# start of PROVIDED ENTRIES

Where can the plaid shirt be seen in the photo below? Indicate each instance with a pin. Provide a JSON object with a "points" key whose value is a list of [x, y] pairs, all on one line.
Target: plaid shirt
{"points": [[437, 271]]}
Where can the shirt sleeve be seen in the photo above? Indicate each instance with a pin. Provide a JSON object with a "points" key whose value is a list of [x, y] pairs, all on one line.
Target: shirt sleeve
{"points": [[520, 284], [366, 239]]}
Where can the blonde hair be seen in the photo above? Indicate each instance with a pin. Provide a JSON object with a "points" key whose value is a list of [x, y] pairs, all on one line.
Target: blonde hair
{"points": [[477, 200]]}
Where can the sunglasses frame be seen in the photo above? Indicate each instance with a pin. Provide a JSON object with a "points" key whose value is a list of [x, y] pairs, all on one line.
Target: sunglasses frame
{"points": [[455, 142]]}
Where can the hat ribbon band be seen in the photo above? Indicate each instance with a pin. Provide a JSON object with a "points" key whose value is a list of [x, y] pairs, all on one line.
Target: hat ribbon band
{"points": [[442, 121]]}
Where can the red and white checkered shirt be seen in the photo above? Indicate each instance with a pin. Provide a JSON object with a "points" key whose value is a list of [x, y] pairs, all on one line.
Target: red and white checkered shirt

# end of PROVIDED ENTRIES

EXERCISE DIRECTIONS: Reproduce the lines above verbatim, without any changes.

FINISHED TASK:
Where can the plaid shirt be seen in the photo below? Indicate each instance with a pin. Provide a JSON object with a "points" key whose value is a list of [x, y] pairs, all on one line.
Target: plaid shirt
{"points": [[437, 271]]}
Where can the shirt sleeve be seen in the photo above? Indicate each instance with a pin. Provide a JSON object with a "points" key whose value is a list of [x, y] pairs, all on one line.
Target: shirt sleeve
{"points": [[520, 284], [366, 239]]}
Where can the blonde hair be seen in the photo above? Indicate each instance with a pin. Provide a JSON object with a "points" key whose value is a list of [x, y] pairs, all on one line.
Target: blonde hair
{"points": [[477, 200]]}
Where can the sunglasses frame be seen in the photo above? Indicate each instance with a pin. Provide a JSON object with a "points" key whose value is a list of [x, y] pairs, all on one line.
Target: sunglasses frame
{"points": [[455, 142]]}
Where can the hat ribbon band be seen in the photo above? Indicate each instance with a pin. Provide a JSON object with a "points" key whose value is a list of [x, y] pairs, all on one line.
Target: hat ribbon band
{"points": [[442, 121]]}
Where can the red and white checkered shirt be seen in the photo above? Indicate each instance with a pin. Provide a JSON object with a "points" key whose value is a list of [x, y] pairs, all on one line.
Target: red and white checkered shirt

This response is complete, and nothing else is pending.